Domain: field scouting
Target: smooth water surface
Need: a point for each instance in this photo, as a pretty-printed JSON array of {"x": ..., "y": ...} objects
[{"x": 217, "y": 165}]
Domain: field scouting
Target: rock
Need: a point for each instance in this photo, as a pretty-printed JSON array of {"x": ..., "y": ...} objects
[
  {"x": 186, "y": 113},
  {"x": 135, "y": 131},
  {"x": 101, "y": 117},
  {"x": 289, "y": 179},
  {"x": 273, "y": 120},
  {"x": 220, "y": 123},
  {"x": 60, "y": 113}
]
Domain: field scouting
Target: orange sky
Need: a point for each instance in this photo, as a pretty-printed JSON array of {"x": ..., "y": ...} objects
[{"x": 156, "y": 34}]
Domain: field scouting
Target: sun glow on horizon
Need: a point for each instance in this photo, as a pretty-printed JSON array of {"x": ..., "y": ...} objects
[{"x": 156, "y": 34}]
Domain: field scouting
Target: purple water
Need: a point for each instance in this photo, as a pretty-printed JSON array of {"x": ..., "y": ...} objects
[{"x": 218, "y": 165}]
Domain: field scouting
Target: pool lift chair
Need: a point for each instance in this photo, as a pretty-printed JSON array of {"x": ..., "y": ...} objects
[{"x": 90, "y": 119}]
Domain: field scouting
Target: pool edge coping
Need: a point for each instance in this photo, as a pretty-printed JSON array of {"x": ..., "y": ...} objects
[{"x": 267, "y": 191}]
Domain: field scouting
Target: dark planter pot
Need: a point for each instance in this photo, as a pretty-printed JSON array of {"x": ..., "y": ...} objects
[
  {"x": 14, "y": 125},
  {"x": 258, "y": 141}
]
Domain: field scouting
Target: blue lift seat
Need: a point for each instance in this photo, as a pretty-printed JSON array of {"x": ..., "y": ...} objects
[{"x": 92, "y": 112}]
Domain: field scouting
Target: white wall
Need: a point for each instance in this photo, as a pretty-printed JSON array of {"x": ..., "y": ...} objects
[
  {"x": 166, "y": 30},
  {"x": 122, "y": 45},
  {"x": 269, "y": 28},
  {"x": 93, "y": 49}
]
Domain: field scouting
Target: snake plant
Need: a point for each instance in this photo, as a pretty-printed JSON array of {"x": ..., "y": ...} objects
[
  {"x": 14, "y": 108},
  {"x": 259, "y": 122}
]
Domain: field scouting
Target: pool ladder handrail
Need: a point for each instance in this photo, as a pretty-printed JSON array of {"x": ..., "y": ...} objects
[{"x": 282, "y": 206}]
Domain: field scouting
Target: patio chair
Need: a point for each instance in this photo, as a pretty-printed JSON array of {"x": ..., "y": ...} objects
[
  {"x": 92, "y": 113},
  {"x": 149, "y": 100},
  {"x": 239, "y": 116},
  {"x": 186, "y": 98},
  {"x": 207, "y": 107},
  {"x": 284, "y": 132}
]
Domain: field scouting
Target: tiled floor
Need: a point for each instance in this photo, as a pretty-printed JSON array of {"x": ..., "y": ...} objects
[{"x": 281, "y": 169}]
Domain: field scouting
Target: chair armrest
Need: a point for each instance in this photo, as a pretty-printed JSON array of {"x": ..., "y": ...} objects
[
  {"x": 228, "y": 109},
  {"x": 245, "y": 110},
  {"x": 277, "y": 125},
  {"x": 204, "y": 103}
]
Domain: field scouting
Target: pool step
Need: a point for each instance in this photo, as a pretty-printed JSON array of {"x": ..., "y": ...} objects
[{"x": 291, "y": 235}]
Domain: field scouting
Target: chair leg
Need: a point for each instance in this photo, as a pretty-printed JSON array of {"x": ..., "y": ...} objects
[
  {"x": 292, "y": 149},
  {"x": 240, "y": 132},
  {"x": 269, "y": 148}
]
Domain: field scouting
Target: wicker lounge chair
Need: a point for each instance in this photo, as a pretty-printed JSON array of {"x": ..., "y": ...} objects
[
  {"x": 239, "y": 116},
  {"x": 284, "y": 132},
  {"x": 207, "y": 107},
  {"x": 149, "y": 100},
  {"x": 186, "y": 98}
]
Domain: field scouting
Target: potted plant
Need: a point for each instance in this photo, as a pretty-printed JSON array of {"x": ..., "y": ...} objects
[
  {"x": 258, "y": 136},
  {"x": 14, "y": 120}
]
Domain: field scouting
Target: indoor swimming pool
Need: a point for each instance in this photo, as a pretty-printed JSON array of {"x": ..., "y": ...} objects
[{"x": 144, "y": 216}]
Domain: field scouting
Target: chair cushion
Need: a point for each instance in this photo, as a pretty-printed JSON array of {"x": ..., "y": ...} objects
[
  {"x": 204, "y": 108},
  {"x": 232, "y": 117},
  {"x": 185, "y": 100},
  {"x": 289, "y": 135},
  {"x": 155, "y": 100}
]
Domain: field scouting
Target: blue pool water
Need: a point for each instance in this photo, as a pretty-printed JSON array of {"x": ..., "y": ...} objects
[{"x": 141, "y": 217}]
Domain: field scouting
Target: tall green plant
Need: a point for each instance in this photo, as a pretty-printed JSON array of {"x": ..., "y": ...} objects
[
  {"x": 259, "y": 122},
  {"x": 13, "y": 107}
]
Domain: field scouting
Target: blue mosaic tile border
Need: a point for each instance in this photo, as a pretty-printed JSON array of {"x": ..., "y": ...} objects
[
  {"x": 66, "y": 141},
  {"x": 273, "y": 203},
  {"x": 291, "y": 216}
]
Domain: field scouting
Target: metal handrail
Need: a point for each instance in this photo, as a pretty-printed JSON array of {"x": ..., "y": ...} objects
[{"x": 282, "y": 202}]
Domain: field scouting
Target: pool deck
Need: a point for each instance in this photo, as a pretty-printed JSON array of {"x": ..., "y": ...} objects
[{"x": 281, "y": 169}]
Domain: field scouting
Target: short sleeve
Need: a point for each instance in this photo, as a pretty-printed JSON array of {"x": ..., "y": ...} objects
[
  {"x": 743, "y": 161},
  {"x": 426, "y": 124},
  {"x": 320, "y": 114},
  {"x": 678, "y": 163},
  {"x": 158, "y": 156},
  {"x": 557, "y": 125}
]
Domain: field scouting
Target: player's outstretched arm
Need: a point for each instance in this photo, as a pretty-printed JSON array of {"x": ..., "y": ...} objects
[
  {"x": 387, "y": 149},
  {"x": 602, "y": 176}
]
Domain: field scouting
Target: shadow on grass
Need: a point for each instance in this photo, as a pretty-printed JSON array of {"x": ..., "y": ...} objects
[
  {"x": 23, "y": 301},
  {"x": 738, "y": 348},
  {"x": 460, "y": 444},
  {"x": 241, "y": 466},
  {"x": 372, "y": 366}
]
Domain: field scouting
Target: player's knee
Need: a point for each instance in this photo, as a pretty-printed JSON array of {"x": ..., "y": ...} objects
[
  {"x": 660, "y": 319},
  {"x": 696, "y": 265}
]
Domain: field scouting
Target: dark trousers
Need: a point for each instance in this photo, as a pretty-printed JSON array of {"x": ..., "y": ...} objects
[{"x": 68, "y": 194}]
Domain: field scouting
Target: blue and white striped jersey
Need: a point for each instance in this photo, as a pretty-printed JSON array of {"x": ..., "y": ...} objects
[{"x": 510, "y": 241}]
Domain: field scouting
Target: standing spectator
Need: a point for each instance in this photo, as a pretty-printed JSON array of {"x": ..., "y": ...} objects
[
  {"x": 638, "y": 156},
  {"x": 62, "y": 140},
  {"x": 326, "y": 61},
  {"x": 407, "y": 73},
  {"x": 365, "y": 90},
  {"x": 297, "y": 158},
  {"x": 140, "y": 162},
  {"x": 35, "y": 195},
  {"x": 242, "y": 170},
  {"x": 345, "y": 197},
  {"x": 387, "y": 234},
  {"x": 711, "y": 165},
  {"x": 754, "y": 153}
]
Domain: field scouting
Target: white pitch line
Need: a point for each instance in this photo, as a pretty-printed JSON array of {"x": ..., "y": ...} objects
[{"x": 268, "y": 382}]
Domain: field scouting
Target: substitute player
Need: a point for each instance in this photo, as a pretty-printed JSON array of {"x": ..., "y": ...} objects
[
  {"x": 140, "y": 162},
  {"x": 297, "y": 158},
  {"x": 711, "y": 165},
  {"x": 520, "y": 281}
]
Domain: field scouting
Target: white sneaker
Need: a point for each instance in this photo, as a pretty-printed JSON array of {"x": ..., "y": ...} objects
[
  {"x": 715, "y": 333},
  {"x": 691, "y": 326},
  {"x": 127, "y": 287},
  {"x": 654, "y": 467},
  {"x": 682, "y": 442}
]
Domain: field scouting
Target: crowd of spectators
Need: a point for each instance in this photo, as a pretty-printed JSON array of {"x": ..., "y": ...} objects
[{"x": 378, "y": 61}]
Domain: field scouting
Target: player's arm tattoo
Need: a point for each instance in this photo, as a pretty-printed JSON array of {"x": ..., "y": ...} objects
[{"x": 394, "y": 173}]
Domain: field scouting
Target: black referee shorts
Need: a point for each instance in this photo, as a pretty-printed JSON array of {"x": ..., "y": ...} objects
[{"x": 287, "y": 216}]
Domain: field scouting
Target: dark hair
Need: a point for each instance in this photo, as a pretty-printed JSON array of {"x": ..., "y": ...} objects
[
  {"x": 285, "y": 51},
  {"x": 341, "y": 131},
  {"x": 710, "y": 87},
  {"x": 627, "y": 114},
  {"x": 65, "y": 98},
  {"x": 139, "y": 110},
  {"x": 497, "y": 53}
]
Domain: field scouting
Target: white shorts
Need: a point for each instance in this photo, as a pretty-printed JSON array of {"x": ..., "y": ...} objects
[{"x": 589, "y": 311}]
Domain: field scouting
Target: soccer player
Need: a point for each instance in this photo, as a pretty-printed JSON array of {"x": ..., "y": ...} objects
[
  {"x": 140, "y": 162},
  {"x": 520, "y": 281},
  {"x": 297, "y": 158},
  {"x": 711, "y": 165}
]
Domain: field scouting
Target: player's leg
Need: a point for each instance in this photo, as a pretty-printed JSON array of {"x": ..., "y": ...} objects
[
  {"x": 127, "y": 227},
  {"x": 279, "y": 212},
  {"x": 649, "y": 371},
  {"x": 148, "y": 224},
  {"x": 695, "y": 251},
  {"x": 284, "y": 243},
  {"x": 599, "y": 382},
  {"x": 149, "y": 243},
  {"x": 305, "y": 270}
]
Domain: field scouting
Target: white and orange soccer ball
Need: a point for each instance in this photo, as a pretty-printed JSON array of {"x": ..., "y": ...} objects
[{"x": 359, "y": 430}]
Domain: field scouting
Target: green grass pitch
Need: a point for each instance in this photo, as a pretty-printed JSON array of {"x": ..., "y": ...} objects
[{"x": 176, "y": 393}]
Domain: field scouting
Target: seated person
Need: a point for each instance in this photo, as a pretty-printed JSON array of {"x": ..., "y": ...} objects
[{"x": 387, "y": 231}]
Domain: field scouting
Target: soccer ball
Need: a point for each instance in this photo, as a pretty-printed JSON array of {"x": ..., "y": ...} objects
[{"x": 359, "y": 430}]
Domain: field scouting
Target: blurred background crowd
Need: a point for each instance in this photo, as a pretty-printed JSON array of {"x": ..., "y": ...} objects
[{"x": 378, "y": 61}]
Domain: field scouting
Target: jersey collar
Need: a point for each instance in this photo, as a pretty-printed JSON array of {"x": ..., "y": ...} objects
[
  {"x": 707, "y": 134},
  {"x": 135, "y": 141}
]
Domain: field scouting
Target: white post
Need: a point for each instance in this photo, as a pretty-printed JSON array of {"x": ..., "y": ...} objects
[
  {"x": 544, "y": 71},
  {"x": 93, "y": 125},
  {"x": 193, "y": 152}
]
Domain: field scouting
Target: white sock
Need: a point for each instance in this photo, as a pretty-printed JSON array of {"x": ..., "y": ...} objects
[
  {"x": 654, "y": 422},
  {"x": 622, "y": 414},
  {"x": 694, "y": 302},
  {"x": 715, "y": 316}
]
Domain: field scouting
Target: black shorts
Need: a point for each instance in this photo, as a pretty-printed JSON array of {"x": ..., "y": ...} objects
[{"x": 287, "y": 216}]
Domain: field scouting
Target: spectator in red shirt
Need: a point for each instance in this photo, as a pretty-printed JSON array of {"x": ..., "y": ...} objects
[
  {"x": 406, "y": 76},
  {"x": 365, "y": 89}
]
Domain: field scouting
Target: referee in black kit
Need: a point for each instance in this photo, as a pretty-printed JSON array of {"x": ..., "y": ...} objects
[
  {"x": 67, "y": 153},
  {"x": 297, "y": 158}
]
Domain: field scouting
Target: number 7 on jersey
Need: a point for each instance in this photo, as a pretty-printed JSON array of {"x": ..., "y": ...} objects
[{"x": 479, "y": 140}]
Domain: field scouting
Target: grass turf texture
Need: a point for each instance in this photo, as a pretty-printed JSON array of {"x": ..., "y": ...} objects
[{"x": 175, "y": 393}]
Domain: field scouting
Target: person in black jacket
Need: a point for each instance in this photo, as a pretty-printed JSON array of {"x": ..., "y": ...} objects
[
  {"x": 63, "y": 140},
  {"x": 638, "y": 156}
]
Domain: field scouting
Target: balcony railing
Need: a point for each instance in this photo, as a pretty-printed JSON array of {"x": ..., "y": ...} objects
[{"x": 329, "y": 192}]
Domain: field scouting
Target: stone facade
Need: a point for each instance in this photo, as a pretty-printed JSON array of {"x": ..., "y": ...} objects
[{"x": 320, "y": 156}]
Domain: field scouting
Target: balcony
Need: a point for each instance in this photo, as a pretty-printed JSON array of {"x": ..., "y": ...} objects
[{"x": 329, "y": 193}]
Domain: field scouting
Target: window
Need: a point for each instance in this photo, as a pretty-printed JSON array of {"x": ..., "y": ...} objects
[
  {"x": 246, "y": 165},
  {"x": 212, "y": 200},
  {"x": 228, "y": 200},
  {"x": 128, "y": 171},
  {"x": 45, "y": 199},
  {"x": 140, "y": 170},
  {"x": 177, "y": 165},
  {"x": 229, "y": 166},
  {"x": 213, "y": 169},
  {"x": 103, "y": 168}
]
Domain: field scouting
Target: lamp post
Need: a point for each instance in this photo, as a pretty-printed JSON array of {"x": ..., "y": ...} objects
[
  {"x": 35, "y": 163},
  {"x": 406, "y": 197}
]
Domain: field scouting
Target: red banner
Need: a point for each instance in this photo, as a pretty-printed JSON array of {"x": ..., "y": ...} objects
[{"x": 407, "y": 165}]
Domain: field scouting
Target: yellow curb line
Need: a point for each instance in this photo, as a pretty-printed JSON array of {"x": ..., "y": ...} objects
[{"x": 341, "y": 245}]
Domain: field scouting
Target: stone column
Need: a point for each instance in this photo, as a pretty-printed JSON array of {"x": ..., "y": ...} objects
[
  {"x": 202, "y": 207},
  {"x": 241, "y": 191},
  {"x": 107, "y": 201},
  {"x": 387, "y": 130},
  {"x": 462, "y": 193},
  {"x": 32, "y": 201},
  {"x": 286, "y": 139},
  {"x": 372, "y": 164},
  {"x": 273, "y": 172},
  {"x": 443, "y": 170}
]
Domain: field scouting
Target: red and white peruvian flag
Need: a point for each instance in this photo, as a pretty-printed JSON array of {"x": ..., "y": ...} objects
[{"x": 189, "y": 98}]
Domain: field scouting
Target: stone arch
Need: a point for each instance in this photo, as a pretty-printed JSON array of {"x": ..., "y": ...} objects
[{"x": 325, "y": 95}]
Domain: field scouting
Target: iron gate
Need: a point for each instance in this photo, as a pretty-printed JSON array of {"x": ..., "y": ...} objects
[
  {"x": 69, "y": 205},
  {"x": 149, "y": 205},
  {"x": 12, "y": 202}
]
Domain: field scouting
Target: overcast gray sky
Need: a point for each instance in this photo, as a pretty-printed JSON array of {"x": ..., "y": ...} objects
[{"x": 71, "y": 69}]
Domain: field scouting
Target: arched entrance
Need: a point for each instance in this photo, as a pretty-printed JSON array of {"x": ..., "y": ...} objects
================================
_To be done:_ Please count the lines in the material above that contain the string "dark", treating uppercase and lowercase as different, and reply with the number alone.

_The result:_ 3